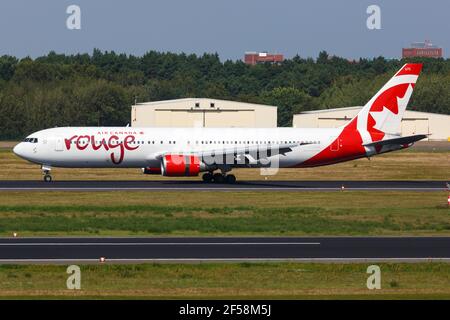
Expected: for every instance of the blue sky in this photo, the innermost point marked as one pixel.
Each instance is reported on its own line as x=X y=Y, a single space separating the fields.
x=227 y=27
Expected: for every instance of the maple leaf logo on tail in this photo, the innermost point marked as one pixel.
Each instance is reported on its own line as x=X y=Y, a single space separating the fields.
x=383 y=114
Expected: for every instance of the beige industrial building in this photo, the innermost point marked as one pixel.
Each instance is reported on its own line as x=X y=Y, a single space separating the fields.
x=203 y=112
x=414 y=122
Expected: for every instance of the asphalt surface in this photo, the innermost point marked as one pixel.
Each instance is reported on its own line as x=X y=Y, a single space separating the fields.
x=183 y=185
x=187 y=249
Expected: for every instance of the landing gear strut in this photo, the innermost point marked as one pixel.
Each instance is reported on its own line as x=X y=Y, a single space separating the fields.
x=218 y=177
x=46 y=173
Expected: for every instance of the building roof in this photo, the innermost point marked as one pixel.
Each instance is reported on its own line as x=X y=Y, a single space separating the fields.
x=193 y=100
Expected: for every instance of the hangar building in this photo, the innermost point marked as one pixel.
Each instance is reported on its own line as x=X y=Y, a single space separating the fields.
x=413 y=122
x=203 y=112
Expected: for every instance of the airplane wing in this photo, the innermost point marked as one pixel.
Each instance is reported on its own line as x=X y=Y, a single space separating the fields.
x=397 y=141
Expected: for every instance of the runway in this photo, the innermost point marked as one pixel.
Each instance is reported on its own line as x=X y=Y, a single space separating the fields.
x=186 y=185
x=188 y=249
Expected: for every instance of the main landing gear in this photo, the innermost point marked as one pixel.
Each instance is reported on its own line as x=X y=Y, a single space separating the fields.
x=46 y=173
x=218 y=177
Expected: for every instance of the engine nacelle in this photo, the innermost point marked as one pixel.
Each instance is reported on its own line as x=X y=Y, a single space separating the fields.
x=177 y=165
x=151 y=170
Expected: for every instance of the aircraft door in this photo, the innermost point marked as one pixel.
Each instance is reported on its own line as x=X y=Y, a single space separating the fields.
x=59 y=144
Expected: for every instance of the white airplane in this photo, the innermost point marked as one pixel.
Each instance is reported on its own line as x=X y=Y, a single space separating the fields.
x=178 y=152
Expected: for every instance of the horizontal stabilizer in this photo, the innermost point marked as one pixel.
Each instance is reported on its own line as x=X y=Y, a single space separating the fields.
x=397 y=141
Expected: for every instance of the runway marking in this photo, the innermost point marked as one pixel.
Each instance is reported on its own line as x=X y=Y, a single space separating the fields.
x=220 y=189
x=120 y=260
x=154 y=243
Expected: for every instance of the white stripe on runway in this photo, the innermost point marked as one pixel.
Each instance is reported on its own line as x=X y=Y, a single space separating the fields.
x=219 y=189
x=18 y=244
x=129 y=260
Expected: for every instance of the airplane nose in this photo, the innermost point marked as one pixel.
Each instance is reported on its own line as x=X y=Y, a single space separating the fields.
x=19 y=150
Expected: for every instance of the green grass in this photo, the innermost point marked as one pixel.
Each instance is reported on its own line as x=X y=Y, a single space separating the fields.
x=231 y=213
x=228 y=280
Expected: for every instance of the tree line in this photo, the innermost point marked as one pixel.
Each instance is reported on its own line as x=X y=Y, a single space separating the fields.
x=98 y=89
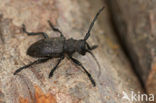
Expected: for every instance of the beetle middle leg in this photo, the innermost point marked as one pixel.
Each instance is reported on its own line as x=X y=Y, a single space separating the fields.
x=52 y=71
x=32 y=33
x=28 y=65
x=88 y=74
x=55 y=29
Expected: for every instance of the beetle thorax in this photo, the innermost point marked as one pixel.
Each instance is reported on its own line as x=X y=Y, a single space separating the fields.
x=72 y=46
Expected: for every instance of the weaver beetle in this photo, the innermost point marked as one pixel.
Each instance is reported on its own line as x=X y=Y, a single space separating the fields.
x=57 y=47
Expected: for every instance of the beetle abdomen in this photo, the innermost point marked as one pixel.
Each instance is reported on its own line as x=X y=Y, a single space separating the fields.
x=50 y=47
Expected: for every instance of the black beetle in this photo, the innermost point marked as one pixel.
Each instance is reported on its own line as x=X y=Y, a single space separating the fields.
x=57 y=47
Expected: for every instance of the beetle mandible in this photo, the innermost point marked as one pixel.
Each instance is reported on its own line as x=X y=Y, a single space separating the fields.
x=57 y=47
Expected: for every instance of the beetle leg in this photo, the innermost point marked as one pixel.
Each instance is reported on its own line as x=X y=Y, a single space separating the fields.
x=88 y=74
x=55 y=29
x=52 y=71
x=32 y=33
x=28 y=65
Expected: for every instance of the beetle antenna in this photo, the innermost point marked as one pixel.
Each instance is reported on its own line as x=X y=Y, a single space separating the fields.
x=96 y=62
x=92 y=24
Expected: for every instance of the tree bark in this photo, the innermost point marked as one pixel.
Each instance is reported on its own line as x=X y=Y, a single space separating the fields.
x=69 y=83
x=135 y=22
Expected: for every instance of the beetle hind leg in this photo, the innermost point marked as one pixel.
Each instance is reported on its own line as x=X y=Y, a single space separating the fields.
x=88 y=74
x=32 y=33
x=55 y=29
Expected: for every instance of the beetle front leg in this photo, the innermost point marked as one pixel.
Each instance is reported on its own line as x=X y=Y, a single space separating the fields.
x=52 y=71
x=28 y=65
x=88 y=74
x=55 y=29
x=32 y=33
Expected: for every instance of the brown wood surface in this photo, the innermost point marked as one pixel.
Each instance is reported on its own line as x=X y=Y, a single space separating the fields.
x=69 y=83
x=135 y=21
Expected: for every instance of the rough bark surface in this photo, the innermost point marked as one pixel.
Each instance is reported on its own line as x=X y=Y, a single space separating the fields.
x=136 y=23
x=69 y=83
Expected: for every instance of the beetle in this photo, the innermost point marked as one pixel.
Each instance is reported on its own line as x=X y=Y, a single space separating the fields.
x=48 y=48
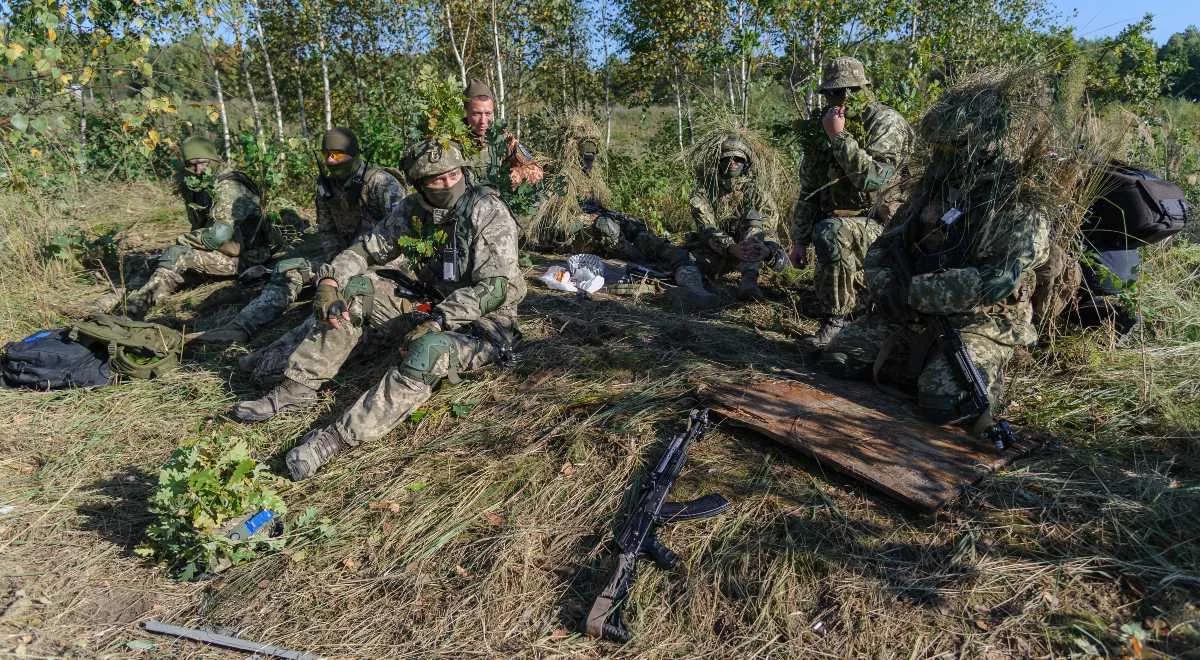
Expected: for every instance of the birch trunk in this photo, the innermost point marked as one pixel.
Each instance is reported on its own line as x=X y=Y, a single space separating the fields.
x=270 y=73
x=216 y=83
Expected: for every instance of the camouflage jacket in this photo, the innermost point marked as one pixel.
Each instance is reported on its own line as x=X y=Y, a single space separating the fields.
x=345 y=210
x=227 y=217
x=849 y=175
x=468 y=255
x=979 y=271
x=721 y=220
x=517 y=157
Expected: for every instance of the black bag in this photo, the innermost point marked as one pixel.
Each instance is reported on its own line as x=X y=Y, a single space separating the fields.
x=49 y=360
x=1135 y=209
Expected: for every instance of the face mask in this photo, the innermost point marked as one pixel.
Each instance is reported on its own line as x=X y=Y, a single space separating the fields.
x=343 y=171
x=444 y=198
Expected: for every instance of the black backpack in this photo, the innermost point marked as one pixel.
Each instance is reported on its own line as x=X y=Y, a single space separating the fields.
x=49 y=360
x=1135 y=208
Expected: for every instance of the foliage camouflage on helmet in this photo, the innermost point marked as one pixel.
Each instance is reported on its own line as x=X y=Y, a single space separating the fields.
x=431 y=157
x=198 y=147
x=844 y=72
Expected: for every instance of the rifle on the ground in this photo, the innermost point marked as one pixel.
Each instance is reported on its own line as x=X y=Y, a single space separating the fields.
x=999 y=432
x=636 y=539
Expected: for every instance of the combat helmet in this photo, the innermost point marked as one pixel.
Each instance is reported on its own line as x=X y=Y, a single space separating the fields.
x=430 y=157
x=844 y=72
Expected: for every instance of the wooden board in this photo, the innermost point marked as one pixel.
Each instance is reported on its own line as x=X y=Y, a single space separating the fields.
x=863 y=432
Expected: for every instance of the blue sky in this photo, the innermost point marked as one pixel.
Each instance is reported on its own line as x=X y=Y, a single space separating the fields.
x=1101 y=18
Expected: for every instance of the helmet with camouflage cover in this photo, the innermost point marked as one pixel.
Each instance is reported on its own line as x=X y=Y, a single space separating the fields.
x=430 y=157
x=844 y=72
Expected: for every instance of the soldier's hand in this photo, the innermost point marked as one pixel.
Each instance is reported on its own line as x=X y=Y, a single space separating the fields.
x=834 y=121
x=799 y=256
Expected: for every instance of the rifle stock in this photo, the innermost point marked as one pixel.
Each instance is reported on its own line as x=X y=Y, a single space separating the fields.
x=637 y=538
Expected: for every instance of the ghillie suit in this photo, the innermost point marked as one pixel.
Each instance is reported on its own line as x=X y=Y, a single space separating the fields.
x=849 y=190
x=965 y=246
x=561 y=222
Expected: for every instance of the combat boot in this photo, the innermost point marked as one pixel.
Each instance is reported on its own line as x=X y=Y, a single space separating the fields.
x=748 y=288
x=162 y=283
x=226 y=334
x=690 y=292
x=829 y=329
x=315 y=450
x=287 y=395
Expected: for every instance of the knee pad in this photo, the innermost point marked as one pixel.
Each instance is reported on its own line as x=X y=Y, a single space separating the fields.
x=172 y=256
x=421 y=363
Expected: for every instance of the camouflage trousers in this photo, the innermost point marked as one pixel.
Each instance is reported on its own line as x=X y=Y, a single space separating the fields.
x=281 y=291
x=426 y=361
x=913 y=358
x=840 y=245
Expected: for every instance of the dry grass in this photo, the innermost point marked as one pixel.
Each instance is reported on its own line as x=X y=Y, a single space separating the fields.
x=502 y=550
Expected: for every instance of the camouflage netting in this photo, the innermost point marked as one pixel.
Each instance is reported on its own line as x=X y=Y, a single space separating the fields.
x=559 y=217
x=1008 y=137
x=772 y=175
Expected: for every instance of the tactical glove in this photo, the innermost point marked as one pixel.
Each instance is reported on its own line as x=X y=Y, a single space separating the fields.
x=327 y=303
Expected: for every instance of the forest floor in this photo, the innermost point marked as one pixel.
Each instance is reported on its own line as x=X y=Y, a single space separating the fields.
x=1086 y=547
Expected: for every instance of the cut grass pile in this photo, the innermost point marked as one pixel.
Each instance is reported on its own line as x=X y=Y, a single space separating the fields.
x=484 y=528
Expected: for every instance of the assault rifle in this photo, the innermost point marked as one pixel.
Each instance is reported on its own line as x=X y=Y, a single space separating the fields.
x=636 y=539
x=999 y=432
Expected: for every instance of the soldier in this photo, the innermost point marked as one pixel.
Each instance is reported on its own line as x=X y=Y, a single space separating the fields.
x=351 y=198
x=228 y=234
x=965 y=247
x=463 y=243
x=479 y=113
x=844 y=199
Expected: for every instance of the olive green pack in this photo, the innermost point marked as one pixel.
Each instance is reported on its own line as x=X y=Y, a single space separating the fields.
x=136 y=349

#####

## Your task:
Lay out the part of the material above that opens with the line containing "Expected: for every instance of the face" and closes with the line containing "x=1135 y=208", both included, as a JSON list of strings with one string per line and blank lines left out.

## Solved problem:
[
  "Expected: for every instance of the face mask in this photo, the innermost point marked as one pixel.",
  "Each instance is reported on its own line as x=X y=Y, a single space separating the fields.",
  "x=343 y=171",
  "x=444 y=198",
  "Expected: for every instance of the black backpack in this photo, the innermost point marked as one pixel.",
  "Each instance is reported on its own line as x=X y=Y, a single space separating the fields.",
  "x=49 y=360",
  "x=1135 y=208"
]